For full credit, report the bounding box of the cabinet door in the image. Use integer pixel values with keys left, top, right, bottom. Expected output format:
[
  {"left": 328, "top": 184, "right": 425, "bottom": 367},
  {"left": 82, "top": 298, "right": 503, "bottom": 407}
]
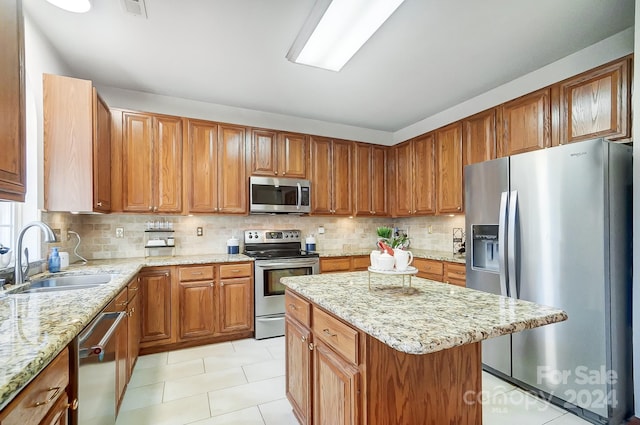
[
  {"left": 186, "top": 119, "right": 218, "bottom": 213},
  {"left": 413, "top": 134, "right": 436, "bottom": 215},
  {"left": 127, "top": 291, "right": 140, "bottom": 378},
  {"left": 354, "top": 144, "right": 372, "bottom": 217},
  {"left": 463, "top": 108, "right": 496, "bottom": 166},
  {"left": 309, "top": 136, "right": 333, "bottom": 215},
  {"left": 500, "top": 88, "right": 551, "bottom": 156},
  {"left": 122, "top": 112, "right": 154, "bottom": 212},
  {"left": 286, "top": 318, "right": 312, "bottom": 425},
  {"left": 392, "top": 142, "right": 413, "bottom": 217},
  {"left": 332, "top": 140, "right": 353, "bottom": 216},
  {"left": 370, "top": 145, "right": 387, "bottom": 216},
  {"left": 40, "top": 394, "right": 70, "bottom": 425},
  {"left": 93, "top": 91, "right": 111, "bottom": 212},
  {"left": 218, "top": 276, "right": 252, "bottom": 333},
  {"left": 139, "top": 269, "right": 174, "bottom": 344},
  {"left": 217, "top": 124, "right": 247, "bottom": 214},
  {"left": 436, "top": 123, "right": 463, "bottom": 214},
  {"left": 0, "top": 0, "right": 25, "bottom": 202},
  {"left": 443, "top": 262, "right": 466, "bottom": 287},
  {"left": 154, "top": 116, "right": 182, "bottom": 213},
  {"left": 279, "top": 133, "right": 307, "bottom": 178},
  {"left": 250, "top": 129, "right": 278, "bottom": 176},
  {"left": 179, "top": 280, "right": 216, "bottom": 340},
  {"left": 313, "top": 341, "right": 360, "bottom": 425},
  {"left": 559, "top": 58, "right": 630, "bottom": 144}
]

#####

**Work task**
Transcribe the material exactly, and leave out whatever pictures it holds.

**Exercise answer**
For full credit, report the bounding box of the cabinet door in the image. Use integer pixel values with keys left, top, right, bottom. Expected output format:
[
  {"left": 328, "top": 184, "right": 425, "bottom": 367},
  {"left": 82, "top": 298, "right": 503, "bottom": 407}
]
[
  {"left": 186, "top": 119, "right": 218, "bottom": 213},
  {"left": 413, "top": 134, "right": 436, "bottom": 215},
  {"left": 127, "top": 291, "right": 140, "bottom": 378},
  {"left": 354, "top": 144, "right": 372, "bottom": 217},
  {"left": 463, "top": 108, "right": 496, "bottom": 166},
  {"left": 309, "top": 136, "right": 333, "bottom": 215},
  {"left": 500, "top": 88, "right": 551, "bottom": 156},
  {"left": 122, "top": 112, "right": 154, "bottom": 212},
  {"left": 286, "top": 318, "right": 312, "bottom": 425},
  {"left": 392, "top": 142, "right": 413, "bottom": 217},
  {"left": 332, "top": 140, "right": 353, "bottom": 216},
  {"left": 370, "top": 145, "right": 387, "bottom": 216},
  {"left": 40, "top": 394, "right": 70, "bottom": 425},
  {"left": 93, "top": 91, "right": 111, "bottom": 212},
  {"left": 218, "top": 276, "right": 252, "bottom": 333},
  {"left": 139, "top": 269, "right": 174, "bottom": 344},
  {"left": 217, "top": 124, "right": 247, "bottom": 214},
  {"left": 436, "top": 123, "right": 463, "bottom": 214},
  {"left": 0, "top": 0, "right": 25, "bottom": 202},
  {"left": 443, "top": 262, "right": 466, "bottom": 287},
  {"left": 154, "top": 116, "right": 182, "bottom": 213},
  {"left": 279, "top": 133, "right": 307, "bottom": 178},
  {"left": 250, "top": 129, "right": 278, "bottom": 176},
  {"left": 179, "top": 280, "right": 216, "bottom": 340},
  {"left": 313, "top": 341, "right": 360, "bottom": 425},
  {"left": 559, "top": 58, "right": 630, "bottom": 144}
]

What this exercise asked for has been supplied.